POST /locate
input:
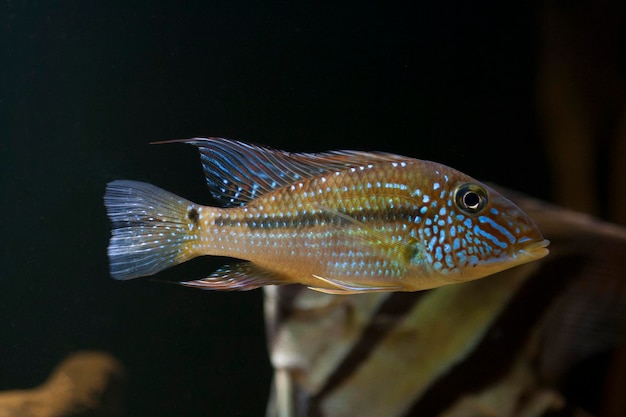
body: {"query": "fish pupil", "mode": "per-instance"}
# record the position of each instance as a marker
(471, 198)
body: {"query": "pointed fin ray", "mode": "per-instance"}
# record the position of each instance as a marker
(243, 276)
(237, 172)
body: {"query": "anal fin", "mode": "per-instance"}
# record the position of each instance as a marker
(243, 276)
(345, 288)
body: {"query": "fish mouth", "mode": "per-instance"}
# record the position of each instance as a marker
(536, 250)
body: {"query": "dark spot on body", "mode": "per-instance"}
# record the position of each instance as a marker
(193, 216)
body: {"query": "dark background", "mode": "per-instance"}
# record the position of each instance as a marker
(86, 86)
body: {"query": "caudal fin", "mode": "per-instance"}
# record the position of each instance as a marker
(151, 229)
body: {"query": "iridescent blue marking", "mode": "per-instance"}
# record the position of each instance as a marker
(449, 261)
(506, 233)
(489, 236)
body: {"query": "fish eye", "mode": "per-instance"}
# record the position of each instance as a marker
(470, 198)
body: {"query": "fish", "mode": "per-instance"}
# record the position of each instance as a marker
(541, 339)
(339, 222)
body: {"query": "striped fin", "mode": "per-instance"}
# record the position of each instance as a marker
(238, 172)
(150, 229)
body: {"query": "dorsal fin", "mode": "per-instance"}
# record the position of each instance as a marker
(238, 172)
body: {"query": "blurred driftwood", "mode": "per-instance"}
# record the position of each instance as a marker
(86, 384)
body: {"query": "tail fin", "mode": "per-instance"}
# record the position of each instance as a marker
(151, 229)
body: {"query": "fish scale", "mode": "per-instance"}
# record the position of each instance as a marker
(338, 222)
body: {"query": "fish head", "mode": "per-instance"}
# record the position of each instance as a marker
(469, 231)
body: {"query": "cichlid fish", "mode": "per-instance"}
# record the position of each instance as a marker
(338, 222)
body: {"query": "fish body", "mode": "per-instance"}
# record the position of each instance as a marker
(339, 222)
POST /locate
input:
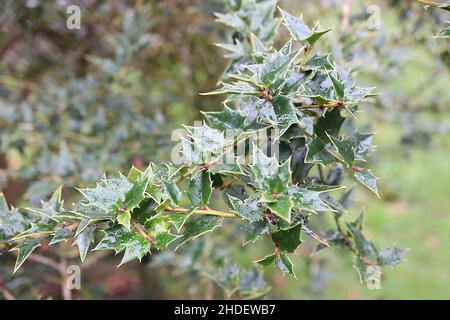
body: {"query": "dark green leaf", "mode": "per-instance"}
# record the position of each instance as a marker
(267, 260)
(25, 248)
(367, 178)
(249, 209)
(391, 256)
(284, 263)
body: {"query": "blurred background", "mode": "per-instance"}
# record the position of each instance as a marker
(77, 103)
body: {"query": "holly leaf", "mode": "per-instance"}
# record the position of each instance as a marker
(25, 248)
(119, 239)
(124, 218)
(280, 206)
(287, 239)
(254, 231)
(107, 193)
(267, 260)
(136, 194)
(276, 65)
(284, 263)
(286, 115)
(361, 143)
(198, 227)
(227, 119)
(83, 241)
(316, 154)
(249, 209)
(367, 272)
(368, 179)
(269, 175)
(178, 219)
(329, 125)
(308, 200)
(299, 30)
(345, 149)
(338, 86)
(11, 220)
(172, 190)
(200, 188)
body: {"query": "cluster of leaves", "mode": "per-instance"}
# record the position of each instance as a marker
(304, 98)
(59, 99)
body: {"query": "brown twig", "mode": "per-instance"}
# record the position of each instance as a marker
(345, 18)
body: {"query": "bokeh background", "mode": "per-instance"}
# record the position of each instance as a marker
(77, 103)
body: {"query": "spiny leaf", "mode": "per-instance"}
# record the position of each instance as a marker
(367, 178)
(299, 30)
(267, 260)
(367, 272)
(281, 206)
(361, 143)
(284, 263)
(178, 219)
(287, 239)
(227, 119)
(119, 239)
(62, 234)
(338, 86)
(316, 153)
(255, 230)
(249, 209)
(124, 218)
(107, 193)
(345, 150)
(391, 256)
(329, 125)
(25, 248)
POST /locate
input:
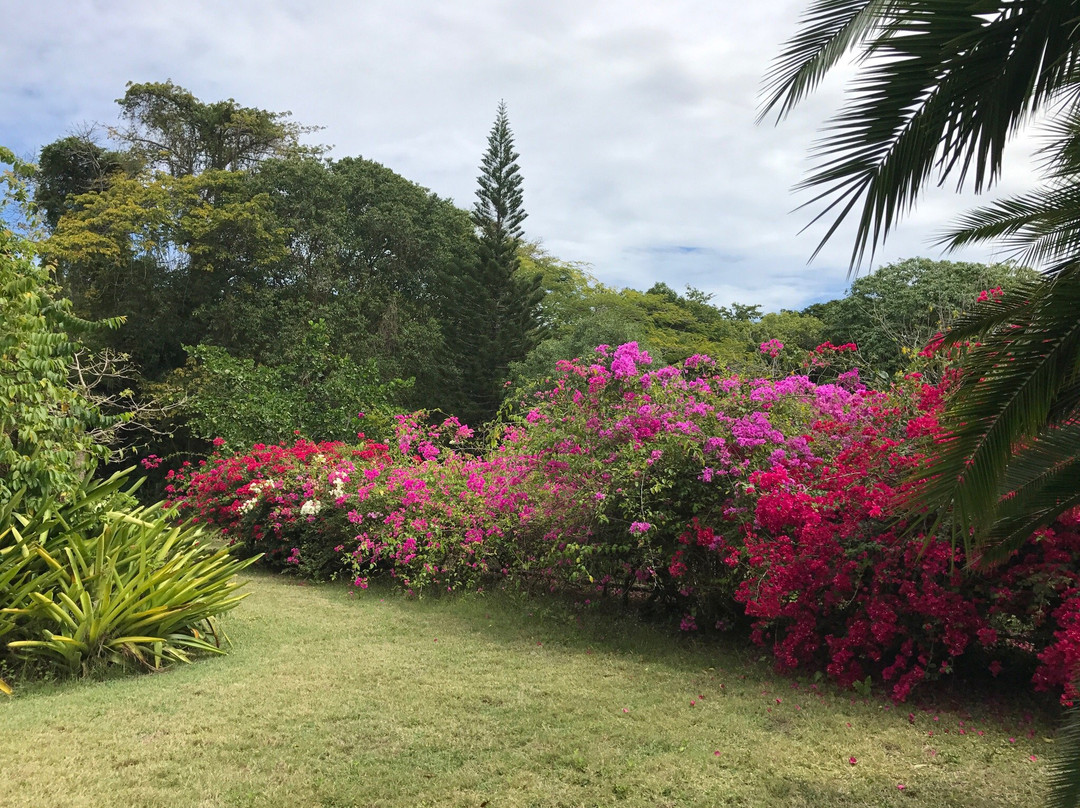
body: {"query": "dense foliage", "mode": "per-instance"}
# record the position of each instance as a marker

::::

EXERCISE OBJECTIVE:
Your copy of the records above should be exact and contain no pictures.

TASK OUTPUT:
POST /locate
input:
body: {"query": "fish pupil", "mode": "per-instance"}
# record the position of each instance as a marker
(471, 198)
body: {"query": "pointed fin ray", "mode": "per-instance"}
# record the position of each instance as a marker
(243, 276)
(237, 172)
body: {"query": "anal fin", "mode": "per-instance"}
# record the position of each instance as a marker
(243, 276)
(345, 288)
body: {"query": "fish mouth", "mode": "per-instance"}
# record the position of each instance as a marker
(536, 250)
body: {"query": "dark spot on body", "mode": "per-instance"}
# record the position of each instance as a marker
(193, 216)
body: {"query": "dark background", "mode": "per-instance"}
# record the position of each instance as a marker
(86, 86)
body: {"query": "caudal fin", "mode": "per-instance"}
# record the position of each instance as a marker
(151, 229)
body: {"query": "iridescent blue marking", "mode": "per-instance"}
# record the position of each instance as a marker
(449, 261)
(506, 233)
(489, 236)
body: {"query": "fish eye", "mode": "per-instance"}
# record the position of each instance as a marker
(470, 198)
body: {"query": "fish", "mode": "per-instance"}
# record the position of each instance as a marker
(541, 339)
(339, 222)
body: {"query": "striped fin", "mode": "per-instance"}
# record the position of each instance as a marker
(238, 172)
(150, 229)
body: {"query": "dorsal fin", "mode": "per-instance"}
# record the position of each instance as a marker
(238, 172)
body: {"query": "blurred driftwood", "mode": "per-instance"}
# record the position of each instance as a marker
(86, 384)
body: {"query": "tail fin", "mode": "per-instance"}
# record the position of each instance as a marker
(151, 229)
body: {"query": "fish scale", "mode": "per-instance"}
# record the position of each instance as a marker
(338, 222)
body: {"query": "fish head", "mode": "per-instance"}
# record the position of each instance as a marker
(469, 231)
body: {"query": "cichlid fish", "mode": "per-instance"}
# record the position of each instance as a marker
(338, 222)
body: {"query": "fish body", "mode": "per-instance"}
# record the position of each instance as a marker
(339, 222)
POST /locate
input:
body: {"query": "dark green leaf", "mode": "per-instance"}
# record the position of each instance as a marker
(267, 260)
(25, 248)
(367, 178)
(249, 209)
(391, 256)
(284, 263)
body: {"query": "blurred background", "mode": "per-instance"}
# record the position of each instance as a marker
(77, 103)
body: {"query": "holly leaf", "mode": "per-instance"}
# record the position of each instance as a marker
(25, 248)
(119, 239)
(124, 218)
(280, 206)
(287, 239)
(254, 231)
(107, 193)
(267, 260)
(136, 194)
(276, 65)
(284, 263)
(286, 115)
(361, 143)
(198, 227)
(227, 119)
(83, 241)
(316, 154)
(249, 209)
(367, 272)
(368, 179)
(269, 175)
(178, 219)
(329, 125)
(308, 200)
(299, 30)
(345, 149)
(338, 86)
(11, 220)
(172, 190)
(200, 188)
body: {"query": "cluster of leaves", "mode": "per-instance"}
# record the position of each instance as a marker
(304, 98)
(59, 99)
body: {"query": "brown twig", "mode": "per-instance"}
# record the position of each instance as a marker
(345, 18)
body: {"query": "bokeh background", "mode": "per-instance"}
# record the position of each instance as a marker
(77, 103)
body: {"query": "spiny leaf", "mode": "per-instance"}
# record the position of each instance as a marker
(367, 178)
(299, 30)
(267, 260)
(367, 272)
(281, 206)
(361, 143)
(284, 263)
(178, 219)
(287, 239)
(227, 119)
(119, 239)
(62, 234)
(338, 86)
(316, 153)
(255, 230)
(249, 209)
(124, 218)
(107, 193)
(345, 150)
(391, 256)
(329, 125)
(25, 248)
POST /locate
input:
body: {"query": "dense foliage", "mode": "per-instance"}
# record the position of each instance as a marker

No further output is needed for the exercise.